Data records
===
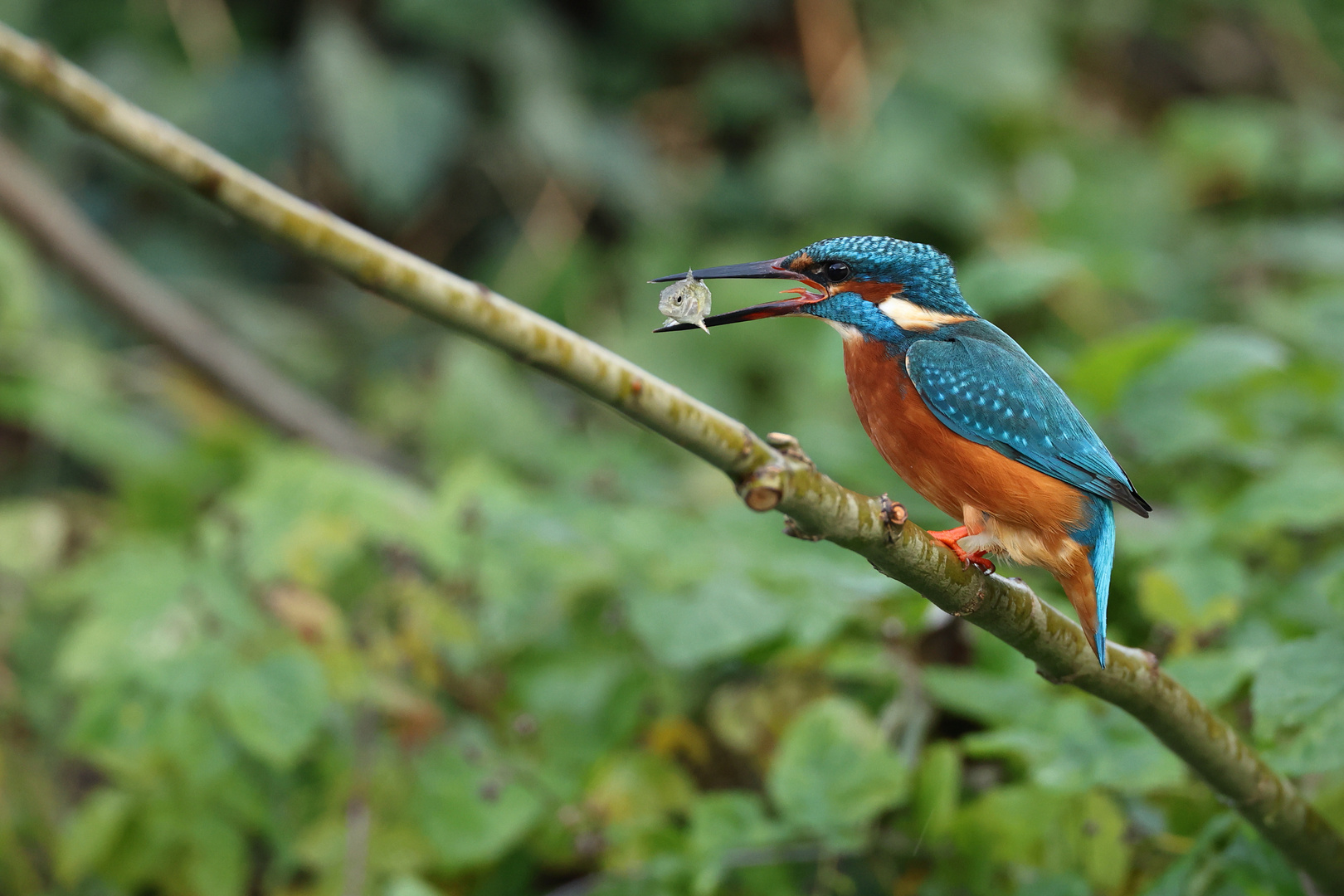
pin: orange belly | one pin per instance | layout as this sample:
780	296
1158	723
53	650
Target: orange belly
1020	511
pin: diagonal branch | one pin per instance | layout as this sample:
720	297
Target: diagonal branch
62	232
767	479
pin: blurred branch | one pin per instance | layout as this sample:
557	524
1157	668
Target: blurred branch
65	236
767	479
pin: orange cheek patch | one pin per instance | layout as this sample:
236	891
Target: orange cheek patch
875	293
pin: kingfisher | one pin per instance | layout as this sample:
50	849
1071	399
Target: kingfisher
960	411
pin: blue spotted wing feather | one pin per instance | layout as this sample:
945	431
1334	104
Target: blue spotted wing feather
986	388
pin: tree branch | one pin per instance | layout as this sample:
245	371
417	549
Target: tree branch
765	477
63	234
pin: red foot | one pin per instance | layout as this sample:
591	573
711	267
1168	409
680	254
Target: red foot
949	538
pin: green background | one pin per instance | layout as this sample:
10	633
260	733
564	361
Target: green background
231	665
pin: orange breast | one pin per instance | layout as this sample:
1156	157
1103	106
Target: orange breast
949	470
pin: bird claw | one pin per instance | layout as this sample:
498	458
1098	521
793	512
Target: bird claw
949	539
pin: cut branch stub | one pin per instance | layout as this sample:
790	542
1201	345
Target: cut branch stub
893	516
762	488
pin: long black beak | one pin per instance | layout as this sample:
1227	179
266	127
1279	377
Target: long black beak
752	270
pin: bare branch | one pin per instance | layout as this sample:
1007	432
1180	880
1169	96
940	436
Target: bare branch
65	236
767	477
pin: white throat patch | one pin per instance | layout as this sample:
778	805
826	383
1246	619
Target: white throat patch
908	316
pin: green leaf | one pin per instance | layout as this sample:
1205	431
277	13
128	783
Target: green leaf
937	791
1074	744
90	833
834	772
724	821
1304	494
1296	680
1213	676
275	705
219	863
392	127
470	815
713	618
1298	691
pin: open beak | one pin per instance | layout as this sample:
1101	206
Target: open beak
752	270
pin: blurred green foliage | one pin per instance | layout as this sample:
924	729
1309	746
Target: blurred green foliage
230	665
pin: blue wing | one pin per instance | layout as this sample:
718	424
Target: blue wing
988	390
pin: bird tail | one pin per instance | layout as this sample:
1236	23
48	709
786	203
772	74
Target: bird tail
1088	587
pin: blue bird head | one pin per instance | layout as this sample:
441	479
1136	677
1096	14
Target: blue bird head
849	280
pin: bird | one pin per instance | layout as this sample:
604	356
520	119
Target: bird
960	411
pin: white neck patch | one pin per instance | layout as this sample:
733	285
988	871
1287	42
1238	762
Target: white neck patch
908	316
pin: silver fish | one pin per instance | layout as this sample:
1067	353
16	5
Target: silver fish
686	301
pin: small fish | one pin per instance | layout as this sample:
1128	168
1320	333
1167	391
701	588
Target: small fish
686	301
===
→ **What you will do**: Give every line of the records above as a numbered list, skipping blank lines. Leave the pictures out of your answer.

→ **Final answer**:
1. pin: orange belly | one pin per instance | layout as this sample:
2. 780	296
3. 1158	723
4. 53	650
5. Target: orange belly
6. 1020	511
7. pin: diagonal branch | one pin per instance | layout as this sample:
8. 720	297
9. Target: diagonal branch
10. 62	232
11. 767	479
12. pin: blurred branch | one pin per instance | layout as this sample:
13. 557	524
14. 1157	668
15. Target: blurred branch
16. 65	236
17. 767	479
18. pin: orange cheek patch | one pin per instance | layout as this sample:
19. 236	891
20. Target: orange cheek patch
21. 875	293
22. pin: kingfisher | one pin per instance | layout as this sample:
23. 50	849
24. 1071	399
25. Target: kingfisher
26. 960	411
27. pin: blue spotted wing feather | one pin per instance | layout as this sample:
28. 945	431
29. 1334	104
30. Target: blue spotted wing feather
31. 986	388
32. pin: tree branch | one pin per instance | layout as this sample:
33. 245	371
34. 417	549
35. Target: tree branch
36. 765	477
37. 63	234
38. pin: red foot | one pin per instance | layout as this sample:
39. 591	573
40. 711	267
41. 1168	409
42. 680	254
43. Target: red foot
44. 949	538
45. pin: green background | one pin per instance | layout as this sample:
46. 10	633
47. 260	733
48. 564	361
49. Target: green background
50. 231	665
51. pin: orange breast | one pin per instance | layout as this sample:
52. 1156	157
53. 1103	106
54. Target: orange breast
55. 949	470
56. pin: bird claw | one pin per instance | layout as this sample:
57. 498	458
58. 1098	521
59. 793	512
60. Target: bird claw
61. 949	539
62. pin: cut branch stub | one pin per instance | layout as this sample:
63. 790	542
64. 1201	345
65. Target: cut branch stub
66. 893	516
67. 762	488
68. pin: long black beak | one pin per instance | layout as this sample:
69. 1227	179
70. 266	127
71. 1279	377
72. Target: long black beak
73. 752	270
74. pin: bare branch | one pin per instance | layout as this sample:
75. 1007	432
76. 1180	880
77. 1169	96
78. 940	436
79. Target: bare branch
80. 65	236
81. 767	477
82. pin: white throat patch | one pin per instance | layout as this sample:
83. 778	805
84. 826	383
85. 1246	619
86. Target: white throat patch
87. 908	316
88. pin: green leaf | one pin per instance | layout as this sample:
89. 1205	431
90. 277	13
91. 128	783
92. Target: green leaf
93. 937	791
94. 1074	744
95. 90	833
96. 834	772
97. 724	821
98. 1304	494
99. 1296	680
100. 1213	676
101. 275	705
102. 219	863
103. 392	127
104. 470	815
105. 713	618
106. 1298	691
107. pin: open beak | one pin per instance | layout as this sample:
108. 1101	206
109. Target: open beak
110. 752	270
111. pin: blurred green foliage | one pin per instance | layout as this sample:
112. 924	729
113. 1309	746
114. Target: blurred green foliage
115. 230	665
116. pin: blue wing | one pin per instance | layout as this sample:
117. 718	424
118. Target: blue wing
119. 988	390
120. pin: bird tail | one pin per instance | layout as this sample:
121. 1236	23
122. 48	709
123. 786	203
124. 772	74
125. Target: bird tail
126. 1088	587
127. pin: blue bird head | one pin per instance | layout as this sample:
128. 441	479
129. 1136	677
130. 1096	14
131. Target: blue bird head
132. 849	280
133. pin: bird | one pin per instance | layout as this sample:
134. 604	356
135. 520	119
136. Target: bird
137. 960	411
138. pin: white neck patch | one pin per instance | layout as this sample:
139. 733	285
140. 988	871
141. 1287	42
142. 1238	762
143. Target: white neck patch
144. 908	316
145. pin: silver fish | one pin per instance | layout as this sample:
146. 1067	353
147. 16	5
148. Target: silver fish
149. 686	301
150. pin: small fish | one pin per instance | layout as this sample:
151. 1128	168
152. 1320	333
153. 1167	391
154. 701	588
155. Target: small fish
156. 686	301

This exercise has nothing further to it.